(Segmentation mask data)
* * * * * * * * *

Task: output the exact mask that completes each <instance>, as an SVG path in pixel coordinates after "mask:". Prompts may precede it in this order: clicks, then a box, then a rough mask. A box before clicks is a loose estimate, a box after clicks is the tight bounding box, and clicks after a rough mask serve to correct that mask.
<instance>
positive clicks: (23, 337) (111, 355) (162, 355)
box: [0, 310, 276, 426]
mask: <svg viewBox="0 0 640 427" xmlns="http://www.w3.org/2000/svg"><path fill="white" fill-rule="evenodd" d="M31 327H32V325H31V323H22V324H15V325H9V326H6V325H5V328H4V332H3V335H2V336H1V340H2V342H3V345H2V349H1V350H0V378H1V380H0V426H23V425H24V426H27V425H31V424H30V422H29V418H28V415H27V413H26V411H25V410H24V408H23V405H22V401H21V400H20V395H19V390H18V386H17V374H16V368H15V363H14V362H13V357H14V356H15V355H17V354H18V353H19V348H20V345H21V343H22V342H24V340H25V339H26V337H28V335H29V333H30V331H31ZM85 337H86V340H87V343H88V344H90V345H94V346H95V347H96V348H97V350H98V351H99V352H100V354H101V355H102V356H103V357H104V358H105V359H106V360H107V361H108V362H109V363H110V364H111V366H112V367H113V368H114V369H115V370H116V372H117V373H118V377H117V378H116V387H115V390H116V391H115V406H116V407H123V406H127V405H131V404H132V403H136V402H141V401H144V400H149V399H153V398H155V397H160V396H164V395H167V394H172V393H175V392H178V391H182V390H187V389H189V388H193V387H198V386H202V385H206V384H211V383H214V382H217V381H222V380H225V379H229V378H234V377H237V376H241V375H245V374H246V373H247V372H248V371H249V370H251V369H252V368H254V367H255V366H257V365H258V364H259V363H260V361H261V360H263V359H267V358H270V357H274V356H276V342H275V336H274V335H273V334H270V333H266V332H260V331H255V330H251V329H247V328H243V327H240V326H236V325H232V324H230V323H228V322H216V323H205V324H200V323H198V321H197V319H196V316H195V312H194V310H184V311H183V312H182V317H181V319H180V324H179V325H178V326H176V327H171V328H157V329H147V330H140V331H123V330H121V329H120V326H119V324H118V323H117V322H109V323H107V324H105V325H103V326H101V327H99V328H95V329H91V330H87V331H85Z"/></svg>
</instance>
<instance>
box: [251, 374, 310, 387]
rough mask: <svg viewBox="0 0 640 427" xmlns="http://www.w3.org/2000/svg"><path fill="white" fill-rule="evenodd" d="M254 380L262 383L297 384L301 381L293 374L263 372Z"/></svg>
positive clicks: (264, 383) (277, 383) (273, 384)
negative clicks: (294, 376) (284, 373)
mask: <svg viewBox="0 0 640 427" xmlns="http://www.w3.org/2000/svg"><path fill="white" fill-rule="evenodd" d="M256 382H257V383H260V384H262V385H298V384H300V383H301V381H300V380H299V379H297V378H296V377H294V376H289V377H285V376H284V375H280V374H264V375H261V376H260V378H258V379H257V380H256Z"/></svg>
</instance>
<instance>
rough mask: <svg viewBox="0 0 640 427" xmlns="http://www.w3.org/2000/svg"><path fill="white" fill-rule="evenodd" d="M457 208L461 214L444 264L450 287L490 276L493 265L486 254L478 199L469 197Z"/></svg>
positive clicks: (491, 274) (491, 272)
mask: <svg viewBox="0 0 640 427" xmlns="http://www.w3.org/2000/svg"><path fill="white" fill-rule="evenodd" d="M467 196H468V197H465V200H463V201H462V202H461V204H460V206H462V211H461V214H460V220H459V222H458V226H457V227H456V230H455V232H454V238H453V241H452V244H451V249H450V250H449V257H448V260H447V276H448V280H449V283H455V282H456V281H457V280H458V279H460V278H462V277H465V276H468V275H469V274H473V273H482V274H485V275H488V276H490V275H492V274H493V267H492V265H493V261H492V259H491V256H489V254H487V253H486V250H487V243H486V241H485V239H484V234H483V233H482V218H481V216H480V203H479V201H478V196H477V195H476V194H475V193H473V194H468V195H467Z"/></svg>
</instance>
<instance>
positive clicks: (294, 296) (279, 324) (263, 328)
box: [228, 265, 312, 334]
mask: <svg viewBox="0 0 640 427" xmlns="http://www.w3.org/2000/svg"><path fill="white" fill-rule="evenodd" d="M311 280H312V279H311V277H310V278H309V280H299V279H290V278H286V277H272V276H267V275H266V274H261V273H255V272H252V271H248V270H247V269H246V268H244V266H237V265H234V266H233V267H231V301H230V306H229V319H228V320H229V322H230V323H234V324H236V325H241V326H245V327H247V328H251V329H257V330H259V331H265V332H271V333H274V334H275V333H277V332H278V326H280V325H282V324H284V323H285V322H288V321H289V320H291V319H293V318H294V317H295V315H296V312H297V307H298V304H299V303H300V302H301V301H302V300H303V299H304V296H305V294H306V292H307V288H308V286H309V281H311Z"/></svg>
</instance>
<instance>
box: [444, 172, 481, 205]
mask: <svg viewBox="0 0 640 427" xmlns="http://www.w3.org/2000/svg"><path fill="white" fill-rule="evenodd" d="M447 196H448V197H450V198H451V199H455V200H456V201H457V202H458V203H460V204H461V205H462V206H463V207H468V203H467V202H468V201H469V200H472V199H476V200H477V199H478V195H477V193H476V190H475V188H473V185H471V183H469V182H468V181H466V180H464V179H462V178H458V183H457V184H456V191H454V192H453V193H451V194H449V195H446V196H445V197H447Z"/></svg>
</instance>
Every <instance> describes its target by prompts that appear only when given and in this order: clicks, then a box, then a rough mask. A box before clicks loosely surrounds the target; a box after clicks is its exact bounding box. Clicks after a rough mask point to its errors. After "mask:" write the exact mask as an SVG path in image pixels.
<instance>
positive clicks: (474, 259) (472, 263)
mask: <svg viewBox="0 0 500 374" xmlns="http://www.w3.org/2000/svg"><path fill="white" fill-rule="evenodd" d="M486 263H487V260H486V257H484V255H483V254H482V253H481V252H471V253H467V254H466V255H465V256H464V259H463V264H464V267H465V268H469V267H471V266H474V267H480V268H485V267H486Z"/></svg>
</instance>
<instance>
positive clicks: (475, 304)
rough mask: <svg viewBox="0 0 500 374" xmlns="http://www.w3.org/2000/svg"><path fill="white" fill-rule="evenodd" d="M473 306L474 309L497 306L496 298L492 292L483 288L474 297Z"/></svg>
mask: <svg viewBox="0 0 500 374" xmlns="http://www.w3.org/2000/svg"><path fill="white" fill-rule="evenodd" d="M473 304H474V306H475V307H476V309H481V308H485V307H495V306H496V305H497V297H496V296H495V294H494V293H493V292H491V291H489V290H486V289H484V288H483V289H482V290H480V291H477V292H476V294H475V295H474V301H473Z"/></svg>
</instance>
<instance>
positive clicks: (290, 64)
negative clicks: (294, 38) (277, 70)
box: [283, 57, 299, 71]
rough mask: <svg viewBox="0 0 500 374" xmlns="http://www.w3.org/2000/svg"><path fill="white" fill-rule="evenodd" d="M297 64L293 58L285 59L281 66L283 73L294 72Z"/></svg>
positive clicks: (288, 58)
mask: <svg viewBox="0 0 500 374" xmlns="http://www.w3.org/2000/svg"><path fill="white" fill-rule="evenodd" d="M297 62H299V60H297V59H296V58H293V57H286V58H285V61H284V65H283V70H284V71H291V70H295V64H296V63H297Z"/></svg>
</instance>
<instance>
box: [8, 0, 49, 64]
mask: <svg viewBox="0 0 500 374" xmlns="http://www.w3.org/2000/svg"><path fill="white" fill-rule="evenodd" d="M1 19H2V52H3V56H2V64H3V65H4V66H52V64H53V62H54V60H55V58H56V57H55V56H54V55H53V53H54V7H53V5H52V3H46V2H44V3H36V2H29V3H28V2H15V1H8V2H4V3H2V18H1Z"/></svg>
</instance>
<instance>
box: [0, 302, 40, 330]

* * * * * * * * *

ACTIVITY »
Reproduce the items verbatim, starting at their first line and ending at the line that contains "box: [0, 310, 276, 426]", with both of those lines included.

TASK SOLUTION »
Task: output the exact mask that completes each <instance>, as an SVG path in pixel coordinates after "mask:". Prompts may precede it in this order: clicks, then a box, then a rough mask. A box before clicks is a loose estimate, a box after clicks is the tight bounding box, and clicks after a rough mask serve to correct that mask.
<instance>
positive clicks: (23, 337) (111, 355) (162, 355)
box: [0, 310, 276, 426]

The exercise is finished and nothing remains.